Pull out each line of the rows below that contains the string "bench". Treat uppercase and lowercase as different.

-------- SOURCE DATA

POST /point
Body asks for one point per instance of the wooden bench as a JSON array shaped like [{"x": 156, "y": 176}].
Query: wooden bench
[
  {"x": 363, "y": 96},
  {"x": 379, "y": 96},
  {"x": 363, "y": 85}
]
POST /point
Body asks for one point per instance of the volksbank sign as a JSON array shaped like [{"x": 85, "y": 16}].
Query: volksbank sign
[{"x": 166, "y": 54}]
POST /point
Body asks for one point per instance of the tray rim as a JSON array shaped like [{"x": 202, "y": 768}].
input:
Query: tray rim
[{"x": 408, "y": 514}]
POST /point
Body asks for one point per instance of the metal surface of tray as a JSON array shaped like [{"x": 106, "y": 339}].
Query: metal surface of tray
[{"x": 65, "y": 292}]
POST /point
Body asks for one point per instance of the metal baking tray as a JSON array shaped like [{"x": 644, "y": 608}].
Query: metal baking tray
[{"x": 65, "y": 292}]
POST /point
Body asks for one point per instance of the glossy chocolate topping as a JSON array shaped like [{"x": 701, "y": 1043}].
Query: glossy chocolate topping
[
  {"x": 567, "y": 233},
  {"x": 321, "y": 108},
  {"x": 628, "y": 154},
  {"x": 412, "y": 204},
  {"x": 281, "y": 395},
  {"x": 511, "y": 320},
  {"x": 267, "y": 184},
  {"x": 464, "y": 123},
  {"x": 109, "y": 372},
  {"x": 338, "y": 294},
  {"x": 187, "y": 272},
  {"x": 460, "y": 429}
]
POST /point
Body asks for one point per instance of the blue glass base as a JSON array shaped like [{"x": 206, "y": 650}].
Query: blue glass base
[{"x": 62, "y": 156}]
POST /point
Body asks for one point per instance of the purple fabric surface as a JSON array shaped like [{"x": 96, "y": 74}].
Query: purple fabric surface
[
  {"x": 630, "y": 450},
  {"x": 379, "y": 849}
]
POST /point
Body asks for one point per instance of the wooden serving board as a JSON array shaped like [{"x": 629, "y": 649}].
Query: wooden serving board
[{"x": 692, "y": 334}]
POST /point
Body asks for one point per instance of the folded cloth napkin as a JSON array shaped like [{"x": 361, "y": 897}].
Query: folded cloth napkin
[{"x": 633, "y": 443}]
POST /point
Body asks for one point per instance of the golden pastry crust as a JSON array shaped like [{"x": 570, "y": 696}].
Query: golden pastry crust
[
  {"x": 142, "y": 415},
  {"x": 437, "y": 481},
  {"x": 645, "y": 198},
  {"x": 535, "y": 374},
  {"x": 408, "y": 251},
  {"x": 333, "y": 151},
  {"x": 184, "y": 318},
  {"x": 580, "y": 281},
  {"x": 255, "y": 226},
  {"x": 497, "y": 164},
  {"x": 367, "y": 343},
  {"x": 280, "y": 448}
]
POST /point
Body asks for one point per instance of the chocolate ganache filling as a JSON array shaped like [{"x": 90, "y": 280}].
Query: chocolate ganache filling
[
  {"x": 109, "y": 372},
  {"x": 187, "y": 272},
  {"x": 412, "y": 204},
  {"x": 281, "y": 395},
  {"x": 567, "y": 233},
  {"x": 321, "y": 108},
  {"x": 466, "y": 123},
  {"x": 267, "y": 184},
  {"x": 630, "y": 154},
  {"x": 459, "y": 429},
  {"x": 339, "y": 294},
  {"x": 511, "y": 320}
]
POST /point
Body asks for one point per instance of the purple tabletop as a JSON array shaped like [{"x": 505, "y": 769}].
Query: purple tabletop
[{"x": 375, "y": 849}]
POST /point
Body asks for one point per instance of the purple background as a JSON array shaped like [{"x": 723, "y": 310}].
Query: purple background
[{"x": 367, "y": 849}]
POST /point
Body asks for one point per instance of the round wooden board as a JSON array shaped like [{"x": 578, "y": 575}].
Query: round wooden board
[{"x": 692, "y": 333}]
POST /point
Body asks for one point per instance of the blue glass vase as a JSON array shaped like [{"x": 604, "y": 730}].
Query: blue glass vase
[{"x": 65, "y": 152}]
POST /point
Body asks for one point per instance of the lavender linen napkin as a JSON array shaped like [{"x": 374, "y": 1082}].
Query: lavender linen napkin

----------------

• **COMPLETED TASK**:
Body asks for one point per instance of the wooden bench as a JSON array shaped like [{"x": 156, "y": 176}].
Query: wooden bench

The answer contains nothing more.